ACTION ITEM:
Set down the line that contains "the steel panel" and every line after it to the end of the entries, exactly as they stand and nothing more.

Natural-language object grounding data:
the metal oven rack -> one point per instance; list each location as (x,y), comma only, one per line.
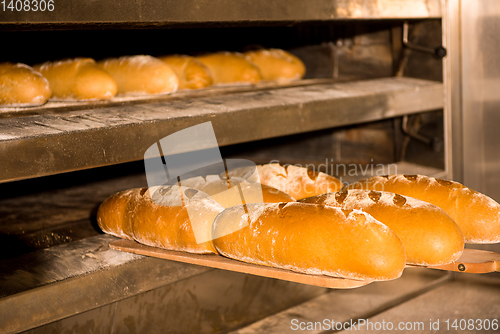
(60,138)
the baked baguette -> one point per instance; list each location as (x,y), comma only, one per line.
(229,195)
(429,235)
(192,74)
(141,75)
(163,216)
(169,217)
(78,79)
(311,239)
(277,64)
(229,68)
(477,215)
(298,182)
(22,86)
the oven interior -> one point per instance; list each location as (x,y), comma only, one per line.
(56,262)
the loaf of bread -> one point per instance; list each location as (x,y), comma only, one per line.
(192,74)
(169,217)
(163,216)
(477,215)
(298,182)
(231,68)
(429,235)
(311,239)
(22,86)
(277,64)
(78,79)
(141,75)
(237,191)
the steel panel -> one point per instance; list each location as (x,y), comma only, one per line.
(98,14)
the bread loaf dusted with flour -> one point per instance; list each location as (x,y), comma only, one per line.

RESULT BELOW:
the steel panel -> one point per instance; list each location as (x,y), comma only, one per line.
(98,14)
the bread loaf dusted with flour -> one point per instance; list each location as (x,y), comma only, one per line.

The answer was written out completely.